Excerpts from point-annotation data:
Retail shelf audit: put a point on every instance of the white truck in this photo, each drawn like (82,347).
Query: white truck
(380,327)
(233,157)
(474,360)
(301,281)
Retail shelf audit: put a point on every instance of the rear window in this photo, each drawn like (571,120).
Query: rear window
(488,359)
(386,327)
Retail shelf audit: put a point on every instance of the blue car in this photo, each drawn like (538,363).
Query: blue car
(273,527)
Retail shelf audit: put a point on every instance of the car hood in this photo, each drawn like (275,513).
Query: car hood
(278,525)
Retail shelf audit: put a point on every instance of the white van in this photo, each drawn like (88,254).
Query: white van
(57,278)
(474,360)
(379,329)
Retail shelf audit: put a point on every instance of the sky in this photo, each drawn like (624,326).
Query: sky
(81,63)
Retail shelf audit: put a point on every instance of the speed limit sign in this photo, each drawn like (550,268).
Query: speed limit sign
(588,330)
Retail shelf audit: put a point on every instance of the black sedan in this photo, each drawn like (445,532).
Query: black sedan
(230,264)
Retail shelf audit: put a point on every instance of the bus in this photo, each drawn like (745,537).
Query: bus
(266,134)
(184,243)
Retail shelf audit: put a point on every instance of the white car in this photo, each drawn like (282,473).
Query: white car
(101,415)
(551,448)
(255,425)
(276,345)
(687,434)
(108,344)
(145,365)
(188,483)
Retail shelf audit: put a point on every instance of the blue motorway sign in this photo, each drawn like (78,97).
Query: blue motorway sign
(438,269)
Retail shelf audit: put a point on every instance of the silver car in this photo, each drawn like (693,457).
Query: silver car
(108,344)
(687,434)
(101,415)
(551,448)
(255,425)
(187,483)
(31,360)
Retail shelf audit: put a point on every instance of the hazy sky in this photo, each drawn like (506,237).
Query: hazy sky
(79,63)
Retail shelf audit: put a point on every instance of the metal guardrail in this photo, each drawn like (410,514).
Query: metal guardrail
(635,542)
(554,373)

EXERCISE PROMPT: Rewrite all of the records above, changing each "Retail shelf audit" to "Traffic survey" and leaving everything else untouched.

WORKED SOLUTION:
Traffic survey: put a point on every instance of the white truck in this photo, each drawn like (82,347).
Query: white truck
(380,327)
(233,157)
(474,360)
(301,281)
Traffic survey: put a point on every instance of the rear window in this photo, each drawn like (571,120).
Query: rear window
(488,359)
(386,327)
Traffic survey: put a point on every instance of the blue car in this photo, each drawn like (538,363).
Query: blue car
(273,527)
Traffic survey: put a point on every instance of the car hood in this photo, each drawn like (275,513).
Query: car hood
(278,525)
Traffic survey: put a point on every instance of the white van in this photo, each drawn like (88,254).
Query: white van
(57,278)
(474,360)
(379,329)
Traffic survey: put a point on every instance of the sky in this photo, each drawn like (624,326).
Query: sky
(81,63)
Traffic survey: put a point on every instance of the speed limit sign in this photo, each drawn like (550,268).
Query: speed limit sign
(588,330)
Traffic survey: put a point on every instance of the black sedan in this photo, each drawn like (445,532).
Query: black sedan
(230,264)
Traffic survey: put a point on every instance of the bus in this photo, each drawn like (745,537).
Query: bus
(266,134)
(184,243)
Traffic survey: put a point on every instance of the white car in this photo, each drawn like (282,473).
Query: white car
(101,415)
(551,448)
(255,425)
(276,345)
(687,434)
(108,344)
(145,365)
(188,483)
Traffic survey: put a point on every instance of the blue motorway sign in this photo, each drawn like (78,97).
Query: blue motorway sign
(438,269)
Traffic survey: put a point on every instance of the silver car in this photo, each drawn like (693,457).
Query: silver car
(108,344)
(687,434)
(101,415)
(551,448)
(255,425)
(187,483)
(31,360)
Traffic survey: put a point on every instance of the hazy sky in this photo, each drawn like (506,237).
Query: hazy sky
(79,63)
Traffic survey: put a point on every instance of the metal guardrail in this photo, each drawn like (410,514).
Query: metal guardrail
(635,542)
(554,373)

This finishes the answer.